__Text provided__:
2. Core Codec Structure and Bit Allocations

In an embodiment, the multi-mode, variable-bit rate codec utilizes four different encoding modes. Since no bits are needed for mode 0 (silence) except two bits for mode information, there are three encoding methods (

mode

1, 2, 3) to be designed carefully. The baseline codec structure of one embodiment of the multi-mode, variable-bit rate codec is taken from the BV16 codec that has been adopted as a standard speech codec for voice communications through digital cable networks. See “BV16 Speech Codec Specification for Voice over IP Applications in Cable Telephony,” American National Standard, ANSI/SCTE 24-21 2006, the entirety of which is incorporated by reference herein.

Mode 1 is designed for handling unvoiced frames, thus it does not need any pitch-related parameters for the long-term prediction module.

Modes

2 and 3 are mainly used for voiced or transition frames, thus encoding parameters are almost equivalent to the BV16. Differences between the BV16 and a multi-mode, variable-bit-rate codec in accordance with an embodiment may include frame/sub-frame lengths, the number of coefficients for short-term linear prediction, inter-frame predictor order for LSP quantization, vector dimension of the excitation codebooks, and allocated bits to transmitted codec parameters.

Although the multi-mode codec described above can reduce the average bit rate, to further improve bit-rate reduction, the codec utilizes a hybrid instantaneous/differential pitch period coding scheme in accordance with the present invention.

Conventional speech codecs often use 7-bit instantaneous uniform quantization (for 8 kHz sampling rate) to quantize the pitch period into one of 128 consecutive integers (for example, from 20 to 147 samples). If the pitch period is determined and encoded once every 5 ms, then the encoding of the pitch period alone takes 7*1000/5=1400 bits/sec. This is a rather inefficient use of bits if the total encoding bit-rate of the speech codec is only on the order of 4 to 5 kb/s. Since an embodiment of a multi-mode, variable-bit-rate codec described herein uses pitch-related information in voiced regions (modes 2 and 3) where the pitch period typically changes slowly with time, the average encoding bit-rate for the pitch period can be greatly reduced with a hybrid instantaneous/differential coding scheme.

Specifically, when the current frame is preceded by a frame of mode 0 (silence) or mode 1 (unvoiced), then it is the first frame of a voiced region, and there is no immediately preceding pitch period to do differential coding from, and thus such a pitch period is encoded instantaneously using 7 bits (i.e. directly quantized without deriving a difference from the previous pitch period). On the other hand, if the current mode-2 or mode-3 frame is preceded by another mode-2 or mode-3 frame, then the difference between the pitch period of the current frame and the pitch period of the preceding frame is encoded. That is, the pitch period of the current frame is “differentially coded”. Note that since the pitch period typically changes slowly, the difference between the pitch periods of adjacent frames is typically much smaller than the pitch period itself, and therefore the difference can be encoded with a smaller number of bits than 7 bits. Thus, an average bit-rate lower than 7 bits/frame can be achieved with such a hybrid instantaneous/differential coding scheme.

It should be noted that in such a hybrid coding scheme, there is no need to transmit an additional bit each frame to distinguish between the instantaneous 7-bit encoding and the differential coding, because it is implied by the relative position of the frame within the current voiced region. If the current mode-2 or mode-3 frame is preceded by a mode-0 or mode 1 frame (i.e. it is the first frame in a streak of mode-2 or mode-3 frames), 7-bit instantaneous coding of the pitch period is used; otherwise, differential coding is used.

__Your goal__: Can you write the next part of the text on the multi-mode codec's pitch period coding, picking up after its final sentence? The lines after this point come from a separate source.

__Given data__:
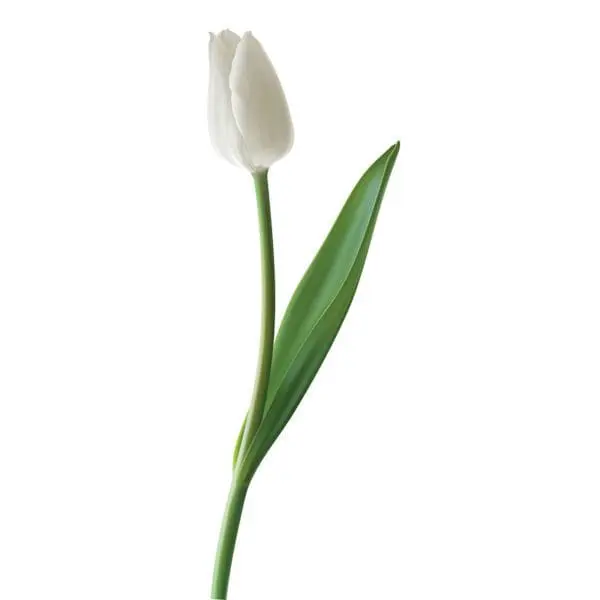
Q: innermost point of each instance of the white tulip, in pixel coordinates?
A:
(248, 115)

__Task response__:
A possible embodiment of the multi-mode, variable-bit-rate codec is to use a conventional fixed bit-rate quantizer to quantize the pitch period difference in the differential coding mode. In this case, a quantizer of at least 3 or 4 bits may be needed. However, a preferred embodiment of the multi-mode, variable-bit-rate codec uses variable-bit-rate entropy coding to achieve an even lower average bit-rate for the differential coding mode.

The entropy-coding approach will give a lower average bit-rate than a conventional fixed-length coding scheme if the pitch period is a smooth-varying function of time; however, it requires a huge number of bits if the pitch period changes dramatically due to pitch period doubling, tripling, or halving that may be caused by less-than-ideal pitch extraction algorithms. Therefore, to achieve the lowest possible average bit-rate, it is imperative to make sure the pitch period contour as a function of time is as smooth as possible. Thus, one embodiment of the multi-mode, variable-bit-rate codec utilizes a two-pass pitch extraction algorithm as described above to ensure that the pitch period contour as a function of time is as smooth as possible.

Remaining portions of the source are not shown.